** Stated task 1 **
List every sed command that appears in the thread about extracting a substring with sed.
** Stated task 2 **
From the listing below, pull out each line that contains the word "blue". Case counts.

** Passage provided **
※

Reputation: 315
input:
random abcD .and$ 5487>1.2.3.4:random fghij & 9101112
output:
1.2.3.4
What I have done so far:
sed -e 's/'>'\(.*\)':'/\1/'
I have also tried:
sed -e 's/>\(.*\):/\1/'
note: I can do it with awk:
awk 'BEGIN { FS = ">" } ; { print $2 }' | awk 'BEGIN { FS = ":" } ; { print $1 }'
but it's a little bit heavy, isnt it?
Upvotes: 1
Views: 43
Reputation: 408
if there are other chars ":" and ">" in the line, and you are sure that the substring to match contain only "." and digitis [ 0 to 9 ], it will be better to use :
sed "s/.*>\([0-9|.][0-9|.]*\):.*/\1/g"
or better :
sed "s/.*>\([0-9|.]\+\):.*/\1/g"
or ( to match the first one occurence ) :
sed "s/.*>\([0-9|.]\+\):.*/\1/"
you can also use:
grep -o ">[0-9|.]*:" | grep -o "[0-9|.]*"

※

[Coordinate annotation entries]
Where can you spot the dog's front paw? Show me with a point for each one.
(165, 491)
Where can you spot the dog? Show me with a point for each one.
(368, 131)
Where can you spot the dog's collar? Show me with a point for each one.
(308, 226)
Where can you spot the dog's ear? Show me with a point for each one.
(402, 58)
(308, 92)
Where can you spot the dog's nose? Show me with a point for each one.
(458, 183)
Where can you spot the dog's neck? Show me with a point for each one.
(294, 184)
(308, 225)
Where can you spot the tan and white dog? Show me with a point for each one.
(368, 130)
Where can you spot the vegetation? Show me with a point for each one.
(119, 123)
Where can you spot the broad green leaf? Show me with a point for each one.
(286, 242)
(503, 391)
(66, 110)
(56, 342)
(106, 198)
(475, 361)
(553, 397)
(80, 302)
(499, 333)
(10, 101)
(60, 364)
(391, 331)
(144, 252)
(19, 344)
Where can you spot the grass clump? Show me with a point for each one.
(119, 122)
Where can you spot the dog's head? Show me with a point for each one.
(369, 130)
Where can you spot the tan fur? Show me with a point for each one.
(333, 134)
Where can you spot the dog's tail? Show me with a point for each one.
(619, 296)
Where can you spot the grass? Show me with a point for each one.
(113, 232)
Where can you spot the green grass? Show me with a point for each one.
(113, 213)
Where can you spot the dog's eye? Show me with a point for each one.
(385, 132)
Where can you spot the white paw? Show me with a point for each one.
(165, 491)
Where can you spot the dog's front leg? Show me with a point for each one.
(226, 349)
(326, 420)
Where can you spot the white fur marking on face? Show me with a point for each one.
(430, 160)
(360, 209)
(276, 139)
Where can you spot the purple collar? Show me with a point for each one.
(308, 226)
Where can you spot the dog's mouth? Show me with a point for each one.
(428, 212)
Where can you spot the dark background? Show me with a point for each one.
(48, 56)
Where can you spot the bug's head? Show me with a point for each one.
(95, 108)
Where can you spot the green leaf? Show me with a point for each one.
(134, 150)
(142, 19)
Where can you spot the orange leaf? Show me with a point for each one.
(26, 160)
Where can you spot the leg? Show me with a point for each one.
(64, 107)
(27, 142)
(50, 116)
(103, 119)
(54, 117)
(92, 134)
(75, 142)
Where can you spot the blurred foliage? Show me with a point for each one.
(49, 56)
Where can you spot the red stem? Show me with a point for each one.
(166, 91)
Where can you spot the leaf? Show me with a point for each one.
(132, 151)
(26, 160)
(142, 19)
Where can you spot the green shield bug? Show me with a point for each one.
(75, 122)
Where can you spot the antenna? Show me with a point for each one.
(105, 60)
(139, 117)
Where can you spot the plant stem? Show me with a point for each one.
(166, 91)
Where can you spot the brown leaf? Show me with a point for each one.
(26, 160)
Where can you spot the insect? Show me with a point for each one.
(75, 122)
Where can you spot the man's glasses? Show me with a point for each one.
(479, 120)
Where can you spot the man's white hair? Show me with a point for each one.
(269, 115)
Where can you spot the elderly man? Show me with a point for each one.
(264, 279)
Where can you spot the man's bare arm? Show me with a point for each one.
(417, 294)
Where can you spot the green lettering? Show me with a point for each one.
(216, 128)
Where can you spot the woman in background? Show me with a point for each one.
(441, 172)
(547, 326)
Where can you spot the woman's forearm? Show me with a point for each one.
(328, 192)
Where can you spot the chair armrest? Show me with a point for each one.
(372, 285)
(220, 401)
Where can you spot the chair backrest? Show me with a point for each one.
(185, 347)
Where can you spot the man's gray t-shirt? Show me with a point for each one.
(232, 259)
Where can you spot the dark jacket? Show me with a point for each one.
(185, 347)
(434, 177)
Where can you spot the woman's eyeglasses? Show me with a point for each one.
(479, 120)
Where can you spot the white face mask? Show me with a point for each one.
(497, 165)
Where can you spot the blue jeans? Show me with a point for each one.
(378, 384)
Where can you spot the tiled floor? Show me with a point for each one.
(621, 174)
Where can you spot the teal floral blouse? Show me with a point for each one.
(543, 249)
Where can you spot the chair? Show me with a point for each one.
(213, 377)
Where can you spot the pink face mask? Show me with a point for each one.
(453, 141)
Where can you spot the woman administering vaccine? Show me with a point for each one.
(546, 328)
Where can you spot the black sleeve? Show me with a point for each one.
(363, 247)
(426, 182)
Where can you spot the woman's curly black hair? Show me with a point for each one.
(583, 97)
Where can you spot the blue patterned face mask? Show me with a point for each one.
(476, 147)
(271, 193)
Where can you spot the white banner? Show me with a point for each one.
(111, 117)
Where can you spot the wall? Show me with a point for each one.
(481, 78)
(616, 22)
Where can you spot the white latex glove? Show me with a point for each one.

※

** Final answer 1 **
sed -e 's/'>'\(.*\)':'/\1/'
sed -e 's/>\(.*\):/\1/'
sed "s/.*>\([0-9|.][0-9|.]*\):.*/\1/g"
sed "s/.*>\([0-9|.]\+\):.*/\1/g"
sed "s/.*>\([0-9|.]\+\):.*/\1/"

** Final answer 2 **
Where can you spot the blue jeans? Show me with a point for each one.
Where can you spot the blue patterned face mask? Show me with a point for each one.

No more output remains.